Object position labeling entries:
■ ■ ■
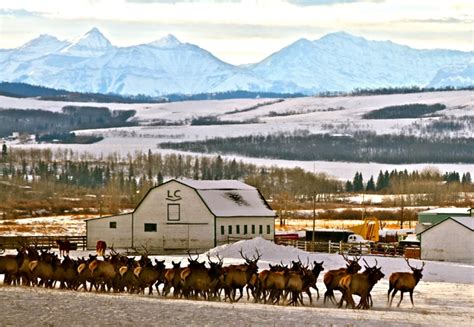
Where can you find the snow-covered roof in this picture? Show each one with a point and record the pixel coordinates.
(216, 185)
(448, 211)
(230, 198)
(466, 221)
■ ■ ■
_Written exercise_: Without the pictures, reproduce every line of the records above exactly.

_Result_:
Where can you find the snow-covered roof in this picture? Show each one with a point and record the pixel coordinates.
(216, 185)
(448, 211)
(230, 198)
(466, 221)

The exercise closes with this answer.